Directions for this task:
Put every line of the data below into a numbered list, skipping blank lines. Leave the pictures out of your answer.

Segmentation annotation records:
'''
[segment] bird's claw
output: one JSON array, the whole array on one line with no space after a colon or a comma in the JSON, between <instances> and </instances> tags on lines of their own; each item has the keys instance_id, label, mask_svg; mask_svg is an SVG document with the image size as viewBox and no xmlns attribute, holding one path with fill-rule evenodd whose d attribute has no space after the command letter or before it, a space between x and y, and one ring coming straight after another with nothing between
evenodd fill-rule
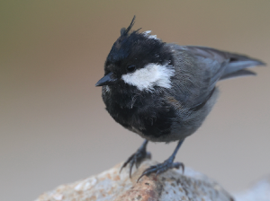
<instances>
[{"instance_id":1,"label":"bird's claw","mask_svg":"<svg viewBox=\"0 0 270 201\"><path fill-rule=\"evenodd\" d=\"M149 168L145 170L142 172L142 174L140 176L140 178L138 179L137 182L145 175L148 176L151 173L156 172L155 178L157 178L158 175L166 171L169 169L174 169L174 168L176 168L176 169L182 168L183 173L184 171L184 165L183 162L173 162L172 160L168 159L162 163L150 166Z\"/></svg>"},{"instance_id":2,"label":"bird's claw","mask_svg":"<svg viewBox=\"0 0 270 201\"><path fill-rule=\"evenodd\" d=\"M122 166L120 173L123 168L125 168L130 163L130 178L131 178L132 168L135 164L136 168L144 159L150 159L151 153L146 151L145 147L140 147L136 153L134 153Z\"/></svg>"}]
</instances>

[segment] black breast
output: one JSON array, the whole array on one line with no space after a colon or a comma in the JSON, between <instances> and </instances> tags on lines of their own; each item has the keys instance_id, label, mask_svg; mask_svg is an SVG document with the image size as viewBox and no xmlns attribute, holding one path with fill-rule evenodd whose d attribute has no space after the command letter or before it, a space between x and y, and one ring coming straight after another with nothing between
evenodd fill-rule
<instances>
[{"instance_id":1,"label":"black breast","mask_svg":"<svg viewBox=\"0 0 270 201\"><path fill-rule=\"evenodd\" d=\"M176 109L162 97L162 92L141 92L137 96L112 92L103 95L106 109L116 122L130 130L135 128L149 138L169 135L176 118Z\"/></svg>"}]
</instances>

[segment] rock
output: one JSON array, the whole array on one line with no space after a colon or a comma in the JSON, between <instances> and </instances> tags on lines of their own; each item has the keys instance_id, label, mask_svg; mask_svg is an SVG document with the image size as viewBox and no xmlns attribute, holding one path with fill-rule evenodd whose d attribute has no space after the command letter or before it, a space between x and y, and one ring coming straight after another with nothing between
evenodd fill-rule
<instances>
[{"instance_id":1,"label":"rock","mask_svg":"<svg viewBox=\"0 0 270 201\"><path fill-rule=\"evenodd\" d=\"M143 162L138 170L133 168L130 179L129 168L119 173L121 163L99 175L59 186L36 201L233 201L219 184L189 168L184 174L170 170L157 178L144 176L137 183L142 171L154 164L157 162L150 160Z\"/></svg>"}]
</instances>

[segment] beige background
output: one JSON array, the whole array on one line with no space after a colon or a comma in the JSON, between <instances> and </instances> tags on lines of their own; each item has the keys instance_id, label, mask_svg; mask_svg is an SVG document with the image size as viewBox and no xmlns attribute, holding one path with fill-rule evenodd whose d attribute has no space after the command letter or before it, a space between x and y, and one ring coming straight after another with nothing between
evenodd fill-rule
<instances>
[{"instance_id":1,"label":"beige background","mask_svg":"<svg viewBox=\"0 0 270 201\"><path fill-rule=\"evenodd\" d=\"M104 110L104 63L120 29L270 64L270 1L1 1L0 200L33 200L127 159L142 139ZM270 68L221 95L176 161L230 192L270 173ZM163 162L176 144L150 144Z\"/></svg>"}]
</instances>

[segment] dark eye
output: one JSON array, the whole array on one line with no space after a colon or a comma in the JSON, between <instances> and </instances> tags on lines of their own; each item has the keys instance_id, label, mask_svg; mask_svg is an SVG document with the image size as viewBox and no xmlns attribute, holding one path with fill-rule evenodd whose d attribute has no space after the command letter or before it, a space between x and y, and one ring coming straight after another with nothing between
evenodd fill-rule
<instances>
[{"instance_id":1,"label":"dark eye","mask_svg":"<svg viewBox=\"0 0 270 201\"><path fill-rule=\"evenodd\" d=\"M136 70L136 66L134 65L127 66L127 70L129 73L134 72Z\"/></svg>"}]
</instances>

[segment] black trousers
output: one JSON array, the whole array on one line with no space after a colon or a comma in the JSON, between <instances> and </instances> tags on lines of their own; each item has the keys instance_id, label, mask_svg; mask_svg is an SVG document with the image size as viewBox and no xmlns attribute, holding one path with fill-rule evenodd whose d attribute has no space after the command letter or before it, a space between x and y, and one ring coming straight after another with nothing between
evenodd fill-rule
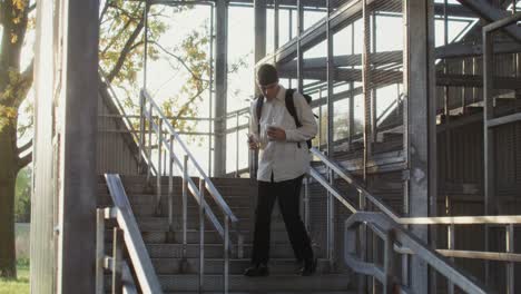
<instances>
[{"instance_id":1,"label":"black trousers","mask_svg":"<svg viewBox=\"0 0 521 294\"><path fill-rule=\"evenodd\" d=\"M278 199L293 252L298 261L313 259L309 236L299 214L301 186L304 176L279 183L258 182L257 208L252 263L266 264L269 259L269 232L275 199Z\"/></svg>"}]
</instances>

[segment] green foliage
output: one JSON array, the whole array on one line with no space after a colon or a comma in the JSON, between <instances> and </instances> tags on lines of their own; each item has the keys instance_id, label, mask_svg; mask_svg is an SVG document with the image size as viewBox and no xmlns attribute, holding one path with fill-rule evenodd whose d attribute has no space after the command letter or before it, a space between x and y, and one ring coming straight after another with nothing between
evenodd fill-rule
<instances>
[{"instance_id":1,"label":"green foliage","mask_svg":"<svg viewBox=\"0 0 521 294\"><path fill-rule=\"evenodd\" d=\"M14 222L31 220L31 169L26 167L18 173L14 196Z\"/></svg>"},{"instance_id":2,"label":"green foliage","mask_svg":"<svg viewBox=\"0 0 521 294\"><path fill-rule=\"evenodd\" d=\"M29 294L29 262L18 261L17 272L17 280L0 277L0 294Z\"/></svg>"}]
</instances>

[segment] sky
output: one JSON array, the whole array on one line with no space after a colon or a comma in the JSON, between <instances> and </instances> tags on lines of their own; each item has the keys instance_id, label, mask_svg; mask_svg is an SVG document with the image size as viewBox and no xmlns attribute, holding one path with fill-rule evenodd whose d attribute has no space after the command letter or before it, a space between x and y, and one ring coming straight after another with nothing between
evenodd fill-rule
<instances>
'''
Result:
1. [segment] bird's claw
2. output: one JSON array, the whole array on one line with no space after a colon or a comma in the JSON, between <instances> and </instances> tags on lines of their own; each item has the keys instance_id, label, mask_svg; mask_svg is an SVG document with the image size as viewBox and no xmlns attribute, holding one path with fill-rule evenodd whose d attribute has no space after the command letter or before it, a space between x and y, and one ring coming straight after another with nothing between
3. evenodd fill-rule
4. <instances>
5. [{"instance_id":1,"label":"bird's claw","mask_svg":"<svg viewBox=\"0 0 270 201\"><path fill-rule=\"evenodd\" d=\"M149 168L145 170L142 172L142 174L140 176L140 178L138 179L137 182L145 175L148 176L151 173L156 172L155 178L157 178L158 175L166 171L169 169L174 169L174 168L176 168L176 169L182 168L183 173L184 171L184 165L183 162L173 162L172 160L168 159L162 163L150 166Z\"/></svg>"},{"instance_id":2,"label":"bird's claw","mask_svg":"<svg viewBox=\"0 0 270 201\"><path fill-rule=\"evenodd\" d=\"M122 166L120 173L123 168L125 168L130 163L130 178L131 178L132 168L135 164L136 168L144 159L150 159L151 153L146 151L145 147L140 147L136 153L134 153Z\"/></svg>"}]
6. </instances>
7. [segment] black breast
8. output: one JSON array, the whole array on one line with no space after a colon or a comma in the JSON, between <instances> and </instances> tags on lines of their own; each item has the keys instance_id, label, mask_svg; mask_svg is an SVG document with the image size as viewBox and no xmlns attribute, holding one path with fill-rule evenodd whose d attribute has no space after the command letter or before it, a space between x and y, and one ring coming straight after another with nothing between
9. evenodd fill-rule
10. <instances>
11. [{"instance_id":1,"label":"black breast","mask_svg":"<svg viewBox=\"0 0 270 201\"><path fill-rule=\"evenodd\" d=\"M176 109L162 97L162 92L141 92L137 96L112 92L103 95L106 109L116 122L130 130L135 128L149 138L169 135L176 118Z\"/></svg>"}]
12. </instances>
13. [segment] rock
14. output: one JSON array, the whole array on one line with no space after a colon or a comma in the JSON, between <instances> and </instances> tags on lines of their own; each item has the keys instance_id, label, mask_svg; mask_svg is an SVG document with the image size as viewBox and no xmlns attribute, holding one path with fill-rule evenodd whose d attribute has no space after the command letter or before it, a space between x and y, and one ring coming straight after another with nothing between
15. evenodd fill-rule
16. <instances>
17. [{"instance_id":1,"label":"rock","mask_svg":"<svg viewBox=\"0 0 270 201\"><path fill-rule=\"evenodd\" d=\"M143 162L138 170L133 168L130 179L129 168L119 173L121 163L99 175L59 186L36 201L233 201L219 184L189 168L184 174L170 170L157 178L144 176L137 183L142 171L154 164L157 162L150 160Z\"/></svg>"}]
18. </instances>
19. [segment] beige background
20. output: one JSON array, the whole array on one line with no space after a colon or a comma in the JSON, between <instances> and </instances> tags on lines of their own; each item has the keys instance_id, label, mask_svg; mask_svg is an SVG document with the image size as viewBox and no xmlns attribute, holding one path with fill-rule evenodd whose d attribute has no space after the command letter or before it, a space between x and y, and one ring coming straight after another with nothing between
21. evenodd fill-rule
22. <instances>
23. [{"instance_id":1,"label":"beige background","mask_svg":"<svg viewBox=\"0 0 270 201\"><path fill-rule=\"evenodd\" d=\"M104 110L104 63L120 29L270 64L270 1L1 1L0 200L33 200L127 159L142 139ZM270 68L221 95L176 161L230 192L270 173ZM163 162L176 144L150 144Z\"/></svg>"}]
24. </instances>
25. [segment] dark eye
26. output: one JSON array, the whole array on one line with no space after a colon or a comma in the JSON, between <instances> and </instances> tags on lines of their own; each item has the keys instance_id, label, mask_svg; mask_svg is an SVG document with the image size as viewBox and no xmlns attribute, holding one path with fill-rule evenodd whose d attribute has no space after the command letter or before it, a space between x and y, and one ring coming straight after another with nothing between
27. evenodd fill-rule
28. <instances>
29. [{"instance_id":1,"label":"dark eye","mask_svg":"<svg viewBox=\"0 0 270 201\"><path fill-rule=\"evenodd\" d=\"M136 70L136 66L134 65L127 66L127 70L129 73L134 72Z\"/></svg>"}]
30. </instances>
31. [segment] black trousers
32. output: one JSON array, the whole array on one line with no space after a colon or a comma in the JSON, between <instances> and </instances> tags on lines of their own; each item has the keys instance_id, label, mask_svg; mask_svg is an SVG document with the image size as viewBox and no xmlns attribute, holding one path with fill-rule evenodd whose d attribute has no space after the command letter or before it, a space between x and y, and one ring coming straight after another with nothing between
33. evenodd fill-rule
34. <instances>
35. [{"instance_id":1,"label":"black trousers","mask_svg":"<svg viewBox=\"0 0 521 294\"><path fill-rule=\"evenodd\" d=\"M278 199L293 252L298 261L313 259L309 236L299 214L301 186L304 176L279 183L258 182L257 208L252 263L266 264L269 259L269 232L275 199Z\"/></svg>"}]
36. </instances>
37. [segment] green foliage
38. output: one JSON array, the whole array on one line with no space after a colon or a comma in the JSON, between <instances> and </instances> tags on lines of their own; each item has the keys instance_id, label, mask_svg; mask_svg is an SVG document with the image size as viewBox and no xmlns attribute, holding one path with fill-rule evenodd whose d attribute has no space after the command letter or before it, a space between x and y, and one ring coming straight after another with nothing between
39. evenodd fill-rule
40. <instances>
41. [{"instance_id":1,"label":"green foliage","mask_svg":"<svg viewBox=\"0 0 521 294\"><path fill-rule=\"evenodd\" d=\"M14 222L31 220L31 169L26 167L18 173L14 196Z\"/></svg>"},{"instance_id":2,"label":"green foliage","mask_svg":"<svg viewBox=\"0 0 521 294\"><path fill-rule=\"evenodd\" d=\"M29 294L29 262L18 261L17 272L17 280L0 277L0 294Z\"/></svg>"}]
42. </instances>
43. [segment] sky
44. output: one JSON array, the whole array on one line with no space after a colon or a comma in the JSON, between <instances> and </instances> tags on lines of their own; each item has the keys instance_id, label, mask_svg; mask_svg is an SVG document with the image size as viewBox and no xmlns attribute, holding one path with fill-rule evenodd whose d attribute has no space after the command letter or before it, a space between x and y, and one ring coming straight after another with nothing between
45. evenodd fill-rule
46. <instances>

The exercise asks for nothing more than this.